[Location identification items]
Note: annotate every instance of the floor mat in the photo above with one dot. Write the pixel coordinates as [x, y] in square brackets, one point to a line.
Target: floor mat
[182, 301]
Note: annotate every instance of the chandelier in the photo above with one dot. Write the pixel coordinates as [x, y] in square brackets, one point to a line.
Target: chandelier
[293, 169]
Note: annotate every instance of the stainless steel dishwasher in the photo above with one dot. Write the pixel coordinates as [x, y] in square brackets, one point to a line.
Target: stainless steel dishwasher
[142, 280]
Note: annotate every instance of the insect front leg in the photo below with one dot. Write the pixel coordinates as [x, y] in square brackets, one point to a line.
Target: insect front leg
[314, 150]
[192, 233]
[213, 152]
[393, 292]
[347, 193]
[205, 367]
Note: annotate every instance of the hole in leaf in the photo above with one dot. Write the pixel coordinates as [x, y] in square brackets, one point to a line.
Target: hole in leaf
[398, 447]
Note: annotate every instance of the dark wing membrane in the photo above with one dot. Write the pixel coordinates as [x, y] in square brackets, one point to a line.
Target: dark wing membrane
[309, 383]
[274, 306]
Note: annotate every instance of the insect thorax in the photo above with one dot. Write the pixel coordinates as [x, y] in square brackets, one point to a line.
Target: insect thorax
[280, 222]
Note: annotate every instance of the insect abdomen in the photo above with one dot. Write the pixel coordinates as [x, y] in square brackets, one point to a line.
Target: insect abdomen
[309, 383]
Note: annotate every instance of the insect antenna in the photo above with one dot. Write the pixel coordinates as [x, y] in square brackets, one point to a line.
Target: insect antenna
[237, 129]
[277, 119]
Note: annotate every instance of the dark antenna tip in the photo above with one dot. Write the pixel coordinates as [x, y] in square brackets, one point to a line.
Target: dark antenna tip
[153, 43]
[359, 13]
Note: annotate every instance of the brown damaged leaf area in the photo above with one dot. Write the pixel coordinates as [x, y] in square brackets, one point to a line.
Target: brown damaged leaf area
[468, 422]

Work to do: Output every line of the listing above as a Markdown table with the columns "Row" and "Line". Put a running row number in "Row" and the line itself in "Line", and omit blank lines.

Response to this exercise:
| Row | Line |
|---|---|
| 1 | Note: annotate every instance of the floor mat in the photo above with one dot. Write the pixel coordinates as [x, y] in square brackets, one point to a line. |
| 2 | Target: floor mat |
| 3 | [182, 301] |
| 4 | Note: annotate every instance of the chandelier in the photo above with one dot. Write the pixel coordinates as [x, y] in square brackets, one point to a line. |
| 5 | Target: chandelier |
| 6 | [293, 169] |
| 7 | Note: annotate every instance of the stainless steel dishwasher in the photo above with one dot. Write the pixel coordinates as [x, y] in square brackets, one point to a line. |
| 8 | Target: stainless steel dishwasher |
| 9 | [142, 280] |
| 10 | Note: annotate every instance of the insect front leg in the photo below with one dot. Write the pixel coordinates as [x, y] in square brackets, one point to a line. |
| 11 | Target: insect front leg |
| 12 | [314, 150] |
| 13 | [192, 233] |
| 14 | [213, 152] |
| 15 | [393, 292] |
| 16 | [347, 193] |
| 17 | [205, 367] |
| 18 | Note: annotate every instance of the hole in leaf in the photo above with one dot. Write the pixel coordinates as [x, y] in square brackets, one point to a line. |
| 19 | Target: hole in leaf |
| 20 | [398, 447] |
| 21 | Note: annotate every instance of the dark wing membrane in the photo above with one dot. Write the pixel coordinates as [x, y] in square brackets, one point to a line. |
| 22 | Target: dark wing membrane |
| 23 | [309, 383] |
| 24 | [274, 306] |
| 25 | Note: annotate every instance of the insect thorax in the photo above with one dot. Write the pixel coordinates as [x, y] in square brackets, one point to a line. |
| 26 | Target: insect thorax |
| 27 | [280, 222] |
| 28 | Note: annotate every instance of the insect abdomen in the photo above with one dot. Write the pixel coordinates as [x, y] in square brackets, one point to a line. |
| 29 | Target: insect abdomen |
| 30 | [309, 383] |
| 31 | Note: annotate every instance of the insect antenna in the photo above with one dot. Write the pixel coordinates as [x, y] in square brackets, one point to a line. |
| 32 | Target: insect antenna |
| 33 | [237, 129] |
| 34 | [277, 119] |
| 35 | Note: annotate every instance of the dark antenna tip in the photo above with one dot. Write the pixel coordinates as [x, y] in square brackets, one point to a line. |
| 36 | Target: dark antenna tip |
| 37 | [153, 43] |
| 38 | [359, 13] |
| 39 | Note: annotate every instance of the brown damaged leaf area in the photo above with one dot. Write the pixel coordinates as [x, y] in square brackets, one point to a line. |
| 40 | Target: brown damaged leaf area |
| 41 | [468, 422] |